§ **WRITTEN TASK 1**
Copy the records below word for word, starting at the line with "Target: purple-tinged leaf" and continuing through the final line of the records, including both ends.

>> START TEXT PROVIDED

Thread (6 messages) 6 messages, 5 authors, 2011-06-20

Re: compression ratio

From: David Sterba <hidden>
Date: 2011-06-20 13:46:19

Hi,

On Mon, Jun 20, 2011 at 03:29:45PM +0400, Proskurin Kirill wrote:
What we have:
SL6 - kernel 2.6.32-131.2.1.el6.x86_64
mdadm RAID5 with 8 HDD - 27T partition.
btw .32 is very old
Mount options is "noatime,noacl,compress-force"
I use scribe daemon to copy log files from 200 hosts to that
partition for stress testing.

But I found what compression ratio is really small.
It is and it will be due to nature of compression method used and the
constraints given:

* compression has to be fast, only real-time methods can be considered
  which have natural speed/ratio tradeoff
* you're using zlib (lzo was added recently), which is not that fast and
  does not have a great compression ratio
* there is maximum length of compressed data per round, it's hardcoded
  to 128KB by now
* zlib works in streaming mode, which compresses whole 128KB with
  dictionary reused
* lzo (as implemented in btrfs) however does not reuse dictionary and
  compresses each page separately; resulting size is even bigger than it
  would be when full 128KB were compressed
Partition is full of regular log files - plain text. Most of them a
big ones(10-20Gb) and they grow in realtime.

>> END TEXT PROVIDED
>> START DATA IN THIS EXERCISE

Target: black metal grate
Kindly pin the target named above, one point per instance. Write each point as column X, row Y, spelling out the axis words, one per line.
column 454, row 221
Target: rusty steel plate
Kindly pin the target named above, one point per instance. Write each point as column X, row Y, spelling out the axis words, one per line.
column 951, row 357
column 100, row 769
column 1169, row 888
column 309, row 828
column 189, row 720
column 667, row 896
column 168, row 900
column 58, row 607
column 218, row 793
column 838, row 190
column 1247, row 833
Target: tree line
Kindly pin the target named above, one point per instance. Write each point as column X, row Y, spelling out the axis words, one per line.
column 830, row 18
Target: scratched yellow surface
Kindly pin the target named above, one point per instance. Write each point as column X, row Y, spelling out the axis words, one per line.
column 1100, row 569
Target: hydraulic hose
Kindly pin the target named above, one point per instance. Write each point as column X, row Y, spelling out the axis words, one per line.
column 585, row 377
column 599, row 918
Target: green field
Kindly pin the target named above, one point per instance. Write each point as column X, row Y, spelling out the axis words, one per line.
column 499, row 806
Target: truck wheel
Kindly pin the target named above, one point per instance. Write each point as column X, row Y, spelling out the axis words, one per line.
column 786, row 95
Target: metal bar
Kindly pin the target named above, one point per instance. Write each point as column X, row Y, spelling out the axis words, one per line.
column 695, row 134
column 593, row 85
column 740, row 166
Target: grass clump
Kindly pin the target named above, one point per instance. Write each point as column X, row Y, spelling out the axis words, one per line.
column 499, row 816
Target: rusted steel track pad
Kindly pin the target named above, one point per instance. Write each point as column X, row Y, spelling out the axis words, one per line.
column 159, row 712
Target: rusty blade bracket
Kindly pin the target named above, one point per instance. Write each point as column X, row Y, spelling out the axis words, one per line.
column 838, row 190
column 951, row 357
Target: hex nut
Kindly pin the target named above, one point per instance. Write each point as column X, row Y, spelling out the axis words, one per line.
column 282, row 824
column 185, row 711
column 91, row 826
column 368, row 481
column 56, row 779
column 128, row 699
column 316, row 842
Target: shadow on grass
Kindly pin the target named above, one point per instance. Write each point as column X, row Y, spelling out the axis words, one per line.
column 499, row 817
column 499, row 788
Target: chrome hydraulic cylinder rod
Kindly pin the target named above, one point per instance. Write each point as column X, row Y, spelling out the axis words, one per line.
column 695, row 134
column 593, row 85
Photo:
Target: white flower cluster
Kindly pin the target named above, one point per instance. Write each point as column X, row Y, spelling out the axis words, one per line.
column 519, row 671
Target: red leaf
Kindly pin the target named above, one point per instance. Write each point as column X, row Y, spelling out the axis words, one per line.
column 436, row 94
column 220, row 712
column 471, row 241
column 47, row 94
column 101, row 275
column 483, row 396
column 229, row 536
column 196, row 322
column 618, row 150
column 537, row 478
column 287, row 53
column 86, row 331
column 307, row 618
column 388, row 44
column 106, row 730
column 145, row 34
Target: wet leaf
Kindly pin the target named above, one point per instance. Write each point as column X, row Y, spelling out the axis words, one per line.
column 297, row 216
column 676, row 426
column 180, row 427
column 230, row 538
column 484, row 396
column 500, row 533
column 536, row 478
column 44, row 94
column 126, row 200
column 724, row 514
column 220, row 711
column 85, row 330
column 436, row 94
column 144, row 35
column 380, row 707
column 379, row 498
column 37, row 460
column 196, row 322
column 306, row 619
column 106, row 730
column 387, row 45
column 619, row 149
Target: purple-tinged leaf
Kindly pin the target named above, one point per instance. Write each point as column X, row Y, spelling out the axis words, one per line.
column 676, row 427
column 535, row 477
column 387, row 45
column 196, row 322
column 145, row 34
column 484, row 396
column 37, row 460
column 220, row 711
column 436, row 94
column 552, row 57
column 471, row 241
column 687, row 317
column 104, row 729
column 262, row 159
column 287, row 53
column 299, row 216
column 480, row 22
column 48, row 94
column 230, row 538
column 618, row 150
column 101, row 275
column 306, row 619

>> END DATA IN THIS EXERCISE

§ **WRITTEN TASK 2**
Continue the mailing list reply about btrfs compression ratio from the point where it stops.

§ **RIGHT ANSWER 1**
Target: purple-tinged leaf
Kindly pin the target named above, one point per instance. Write each point as column X, row Y, spelling out the axis words, one per line.
column 676, row 427
column 535, row 477
column 387, row 45
column 196, row 322
column 145, row 34
column 484, row 396
column 37, row 460
column 220, row 711
column 436, row 94
column 552, row 57
column 471, row 241
column 687, row 317
column 104, row 729
column 262, row 159
column 287, row 53
column 299, row 216
column 480, row 22
column 48, row 94
column 230, row 538
column 618, row 150
column 101, row 275
column 306, row 619

§ **RIGHT ANSWER 2**
Realtime growth should not be a problem.

The situation can be slightly improved if we use a method capable of
streamed compression (ie. dictionary reuse). This is naturally supported
by eg. quicklz and snappy.
There are a few other realtime methods (fastlz, lzrw, lzjb) which may be
extended to support streaming compression, but with careful evaluation
of the result.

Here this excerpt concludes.